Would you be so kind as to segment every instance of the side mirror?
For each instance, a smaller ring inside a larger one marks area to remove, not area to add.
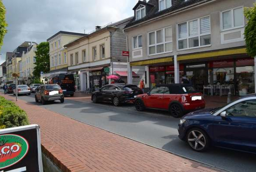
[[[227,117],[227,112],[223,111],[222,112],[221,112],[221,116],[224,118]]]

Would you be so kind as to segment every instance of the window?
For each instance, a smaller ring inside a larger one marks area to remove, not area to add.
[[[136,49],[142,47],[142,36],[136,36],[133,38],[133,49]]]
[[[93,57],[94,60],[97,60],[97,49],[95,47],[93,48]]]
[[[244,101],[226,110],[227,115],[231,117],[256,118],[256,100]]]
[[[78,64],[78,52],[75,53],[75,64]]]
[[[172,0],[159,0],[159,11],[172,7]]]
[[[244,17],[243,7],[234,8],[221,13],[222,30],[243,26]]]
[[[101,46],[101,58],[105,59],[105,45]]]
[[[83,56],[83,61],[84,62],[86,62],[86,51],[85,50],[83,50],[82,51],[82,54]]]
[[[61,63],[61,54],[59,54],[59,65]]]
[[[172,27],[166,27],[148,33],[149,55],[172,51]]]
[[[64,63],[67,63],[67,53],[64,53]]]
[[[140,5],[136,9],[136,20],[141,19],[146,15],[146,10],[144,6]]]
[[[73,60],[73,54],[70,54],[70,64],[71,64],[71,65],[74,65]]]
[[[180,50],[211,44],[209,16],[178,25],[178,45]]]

* * *

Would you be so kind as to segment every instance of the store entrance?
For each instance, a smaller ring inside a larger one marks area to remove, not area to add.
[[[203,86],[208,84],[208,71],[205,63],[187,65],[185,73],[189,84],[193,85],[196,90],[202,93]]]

§ What you have to do
Rewrite the material between the lines holding "of the window?" and "[[[180,50],[211,44],[209,16],[178,25],[178,45]]]", inclusive, with the request lines kept. Scale every polygon coordinate in the answers by 1.8 and round each to a whole number, rounding halves up. Return only those lines.

§ Response for this exercise
Would you be so kind as to segment every instance of the window?
For each instance, a smaller ring inside a larger one marks area to remove, not area to add.
[[[245,88],[256,85],[256,65],[245,65],[239,68],[239,88]]]
[[[167,103],[169,108],[175,108],[175,88],[171,85],[167,86]]]
[[[439,182],[407,198],[409,207],[416,211],[461,212],[461,180]]]
[[[140,115],[140,94],[135,95],[135,115]]]
[[[310,0],[286,0],[286,20],[310,13]]]
[[[439,31],[437,13],[421,14],[398,23],[400,54],[437,47]]]
[[[182,83],[182,104],[189,106],[189,81]]]
[[[149,101],[149,110],[151,112],[155,112],[155,92],[153,90],[149,90],[148,92],[148,97]]]
[[[110,113],[110,97],[106,97],[106,117]]]
[[[310,49],[299,49],[266,59],[268,99],[310,92]]]
[[[115,113],[121,113],[121,95],[115,95]]]
[[[252,9],[245,16],[245,36],[254,34],[263,27],[263,18],[259,11]]]
[[[131,108],[131,97],[126,97],[126,115],[128,115],[128,117],[133,117]]]
[[[324,90],[380,79],[376,29],[320,45],[320,81]]]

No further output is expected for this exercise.